▶ [What you will do]:
Go to the line in the data below that contains "Consider the photo above. For every instance of the turquoise". Write it out exactly, along with every later line through the last, and nothing else.

[[ Records for the task open ]]

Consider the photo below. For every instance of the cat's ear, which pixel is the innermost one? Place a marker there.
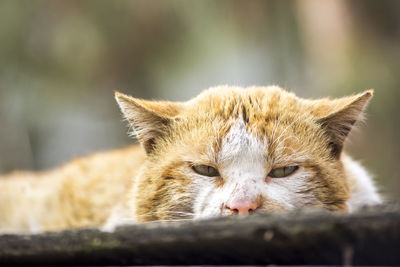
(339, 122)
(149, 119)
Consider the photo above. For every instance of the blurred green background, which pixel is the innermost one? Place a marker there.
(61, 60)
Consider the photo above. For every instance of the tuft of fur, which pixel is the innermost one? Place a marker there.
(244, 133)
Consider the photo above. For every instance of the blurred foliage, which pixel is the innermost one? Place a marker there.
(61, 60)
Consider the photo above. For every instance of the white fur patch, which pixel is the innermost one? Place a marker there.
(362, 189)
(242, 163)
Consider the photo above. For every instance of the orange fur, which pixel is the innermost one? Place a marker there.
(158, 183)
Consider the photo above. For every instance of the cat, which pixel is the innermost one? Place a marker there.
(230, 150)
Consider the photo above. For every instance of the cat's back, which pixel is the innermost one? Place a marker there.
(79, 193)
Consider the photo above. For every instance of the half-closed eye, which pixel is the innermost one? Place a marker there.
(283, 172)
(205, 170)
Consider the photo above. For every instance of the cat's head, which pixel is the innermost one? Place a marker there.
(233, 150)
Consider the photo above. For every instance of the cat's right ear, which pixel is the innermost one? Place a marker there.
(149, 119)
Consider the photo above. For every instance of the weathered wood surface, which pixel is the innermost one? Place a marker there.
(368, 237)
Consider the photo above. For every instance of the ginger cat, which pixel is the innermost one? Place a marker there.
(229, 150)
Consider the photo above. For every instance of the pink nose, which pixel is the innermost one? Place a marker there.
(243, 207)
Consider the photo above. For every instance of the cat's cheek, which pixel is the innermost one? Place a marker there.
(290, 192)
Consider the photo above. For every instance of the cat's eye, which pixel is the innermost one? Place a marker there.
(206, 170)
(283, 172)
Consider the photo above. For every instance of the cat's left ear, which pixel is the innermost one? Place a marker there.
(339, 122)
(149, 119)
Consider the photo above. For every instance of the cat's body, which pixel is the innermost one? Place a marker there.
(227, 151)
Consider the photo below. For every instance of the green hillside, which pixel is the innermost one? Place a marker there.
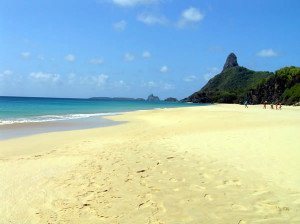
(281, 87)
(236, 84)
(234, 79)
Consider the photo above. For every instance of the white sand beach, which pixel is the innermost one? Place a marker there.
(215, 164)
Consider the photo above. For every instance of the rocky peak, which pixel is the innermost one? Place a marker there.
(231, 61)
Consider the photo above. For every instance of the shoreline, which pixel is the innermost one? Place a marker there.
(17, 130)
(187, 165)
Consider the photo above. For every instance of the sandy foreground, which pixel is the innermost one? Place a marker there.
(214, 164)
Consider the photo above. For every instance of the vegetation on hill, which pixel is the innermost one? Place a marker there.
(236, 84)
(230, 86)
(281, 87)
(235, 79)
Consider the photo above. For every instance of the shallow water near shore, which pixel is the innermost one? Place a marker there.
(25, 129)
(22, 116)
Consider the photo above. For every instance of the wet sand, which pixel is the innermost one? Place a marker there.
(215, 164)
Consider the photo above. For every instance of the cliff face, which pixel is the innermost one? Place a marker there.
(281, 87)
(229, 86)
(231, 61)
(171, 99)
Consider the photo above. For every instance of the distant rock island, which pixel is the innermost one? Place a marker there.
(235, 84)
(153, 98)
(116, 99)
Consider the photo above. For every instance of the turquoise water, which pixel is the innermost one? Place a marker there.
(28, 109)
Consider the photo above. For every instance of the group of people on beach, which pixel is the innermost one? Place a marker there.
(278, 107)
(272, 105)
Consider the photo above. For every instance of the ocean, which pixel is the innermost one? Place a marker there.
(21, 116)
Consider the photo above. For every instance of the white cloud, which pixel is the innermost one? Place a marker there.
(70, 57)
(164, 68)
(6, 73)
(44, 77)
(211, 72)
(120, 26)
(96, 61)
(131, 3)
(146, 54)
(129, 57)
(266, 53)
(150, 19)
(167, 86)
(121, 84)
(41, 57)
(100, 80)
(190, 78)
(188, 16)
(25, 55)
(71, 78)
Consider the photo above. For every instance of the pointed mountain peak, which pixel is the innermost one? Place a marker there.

[[ Records for the task closed ]]

▶ [Result of the task]:
Consider the photo above. For every instance of the turquoise water, which pixel is the innermost one? Place a marker there.
(28, 109)
Consider the photo above. For every instance of the group of people on beach, which pixel is the innermost one? Place a marker there.
(278, 107)
(272, 105)
Consider the photo above. For every instance of the ocean, which pixel is the innermost one? Place a marker there.
(21, 116)
Consider the photo above. For every instance of the white cloud, which pixel is the innermost one? Place a marker there.
(70, 57)
(164, 68)
(6, 73)
(44, 77)
(211, 72)
(120, 26)
(96, 61)
(131, 3)
(146, 54)
(129, 57)
(266, 53)
(150, 19)
(167, 86)
(121, 84)
(41, 57)
(100, 80)
(190, 78)
(188, 16)
(25, 55)
(71, 78)
Consider the photo above. For every instance of the pointed mountain peak, which pixel is the innermost one? Place a marker there.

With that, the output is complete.